:: PROVIDED PASSAGE

A good poem, for example, recognises its reader; it’s as if you are in a dark room confronted by the sound of breathing. No one can see you but you can’t hide. One knows when contact is made even if one isn’t sure how the contact happens. I’m not interested in being informed so much as transformed. My feeling is that the word and the image are one and the same, each an abstraction of the other, each operating on the other. The task, for me, as an artist, is to hitchhike on the tail end of that operation.

Here’s an example to explain what I mean: Right now I’m working on a book of word and image I’m tentatively calling The Book of Animals. On a good day, I read a bit in the morning. Right now, for example, I’m reading I and Thou by Jewish philosopher Martin Buber. Before that I was reading The Order of Time by Italian physicist Carlo Rovelli and before that The Lice by American poet W. S. Merwin. And in the meantime, I read various articles online about any number of things (some of that reading isn’t actually helpful, let’s be honest).
So generally these things, as I’m reading, are unlocking a certain pattern of thought for me, which otherwise would not occur. I have a notebook and I jot some things down. Some things turn into poems. I don’t make any grand claims about my poetry, but they do illicit certain kinds of imagery. I make a sketch or a small ink study. When I make one I like, I recreate it at a larger scale, sometimes enormous, on canvas. I cover that image completely and make another painting on top of it from one of my small studies. I do this any number of times on the same canvas, stripping large sections of each layer off as I go. I end up with something I don’t understand. A discovery is made. A chimerical presence. I didn’t invent anything really new, but I created the conditions for something that feels necessary to emerge. This is one way word and image can act on each other. When I’m lucky I feel as if I’ve seen something I’ve always known was there but couldn’t picture or name. And then it’s the canvas and me who are acting on each other in our private language, forming and reforming each other.

You were born in Mountain Home, Idaho and spent your formative years living between rural Illinois and Arizona. Tell me more about these areas and your “middle American upbringing”. As somebody who emerges from a zone that has been traditionally identified through the broad threefold characteristic of “white, middle class and Protestant”, how do you relate to the supposedly more progressive, open and cosmopolitan “coasts” East and West? (Of course, this is only one way of categorising the two regions. The interior might have its positives). I am interested in both the centre and the borders of America as I have family all over…
My grandma still lives in Mountain Home. My dad was in the Air Force at the time so I was born on the base.
I’m thinking carefully about how to answer this because it’s really complicated, and, in the political environment we presently find ourselves in, it’s too easy to be misunderstood. I can grow frustrated and annoyed at how each turns the other into simplistic cartoons. The truth about these places and about the country as a whole is that they/we are steeped in contradiction and paradox and certainly in hypocrisy.
I want to say that I struggle to feel that I belong anywhere. For me, the Left/Right dichotomy has outlived its usefulness in terms of describing meaningful differences between people. It can probably hint at what they were surrounded by growing up, but it can’t tell you anything about their character or intentions or motivations or intelligence or capacity to love. I might identify more with the Left personally, but it doesn’t mean I put my faith in it. I put my faith in those who are more interested in understanding difference than in shaming it, and I might find them anywhere at anytime. Anyone serious about understanding anyone else will find themselves with someone serious about being understood and soon, someone serious about listening too.

::::
:: EXTRACTED DATA

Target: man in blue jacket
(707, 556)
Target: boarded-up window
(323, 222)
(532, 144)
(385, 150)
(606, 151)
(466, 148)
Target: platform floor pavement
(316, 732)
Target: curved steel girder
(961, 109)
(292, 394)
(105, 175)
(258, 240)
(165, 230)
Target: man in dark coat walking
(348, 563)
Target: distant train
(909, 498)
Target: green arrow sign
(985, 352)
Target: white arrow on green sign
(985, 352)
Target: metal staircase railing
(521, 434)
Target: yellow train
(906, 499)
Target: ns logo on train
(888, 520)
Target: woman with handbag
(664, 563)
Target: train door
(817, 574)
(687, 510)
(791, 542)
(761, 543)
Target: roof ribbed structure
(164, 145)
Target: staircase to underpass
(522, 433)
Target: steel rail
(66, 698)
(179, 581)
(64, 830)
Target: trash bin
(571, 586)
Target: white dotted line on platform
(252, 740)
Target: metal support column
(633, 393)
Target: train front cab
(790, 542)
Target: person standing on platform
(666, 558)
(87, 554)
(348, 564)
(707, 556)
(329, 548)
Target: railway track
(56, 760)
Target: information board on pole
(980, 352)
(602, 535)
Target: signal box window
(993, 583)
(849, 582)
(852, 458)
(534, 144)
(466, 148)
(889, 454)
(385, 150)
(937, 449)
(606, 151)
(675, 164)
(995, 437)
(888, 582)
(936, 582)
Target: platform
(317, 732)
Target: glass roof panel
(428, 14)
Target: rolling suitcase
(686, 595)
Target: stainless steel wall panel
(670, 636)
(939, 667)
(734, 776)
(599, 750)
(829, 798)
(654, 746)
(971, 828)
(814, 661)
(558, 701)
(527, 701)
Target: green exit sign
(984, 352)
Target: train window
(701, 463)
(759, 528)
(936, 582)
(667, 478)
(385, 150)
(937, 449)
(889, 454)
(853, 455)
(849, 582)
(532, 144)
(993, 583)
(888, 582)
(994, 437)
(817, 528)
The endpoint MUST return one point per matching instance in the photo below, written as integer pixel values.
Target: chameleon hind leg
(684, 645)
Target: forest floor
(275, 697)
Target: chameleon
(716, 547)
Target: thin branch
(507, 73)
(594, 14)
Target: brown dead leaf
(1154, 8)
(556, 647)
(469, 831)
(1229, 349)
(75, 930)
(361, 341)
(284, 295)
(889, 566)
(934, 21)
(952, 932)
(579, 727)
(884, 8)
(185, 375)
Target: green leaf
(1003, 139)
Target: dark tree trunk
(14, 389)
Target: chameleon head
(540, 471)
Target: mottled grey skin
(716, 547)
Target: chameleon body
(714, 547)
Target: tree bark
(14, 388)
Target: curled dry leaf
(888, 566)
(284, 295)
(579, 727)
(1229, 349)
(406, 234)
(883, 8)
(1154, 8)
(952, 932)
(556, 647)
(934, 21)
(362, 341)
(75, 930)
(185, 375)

::::

TASK INSTRUCTIONS -> Return the stretch of the interview between "Here’s an example" and "let’s be honest).", inclusive, copied word for word.

FULL RESPONSE ->
Here’s an example to explain what I mean: Right now I’m working on a book of word and image I’m tentatively calling The Book of Animals. On a good day, I read a bit in the morning. Right now, for example, I’m reading I and Thou by Jewish philosopher Martin Buber. Before that I was reading The Order of Time by Italian physicist Carlo Rovelli and before that The Lice by American poet W. S. Merwin. And in the meantime, I read various articles online about any number of things (some of that reading isn’t actually helpful, let’s be honest).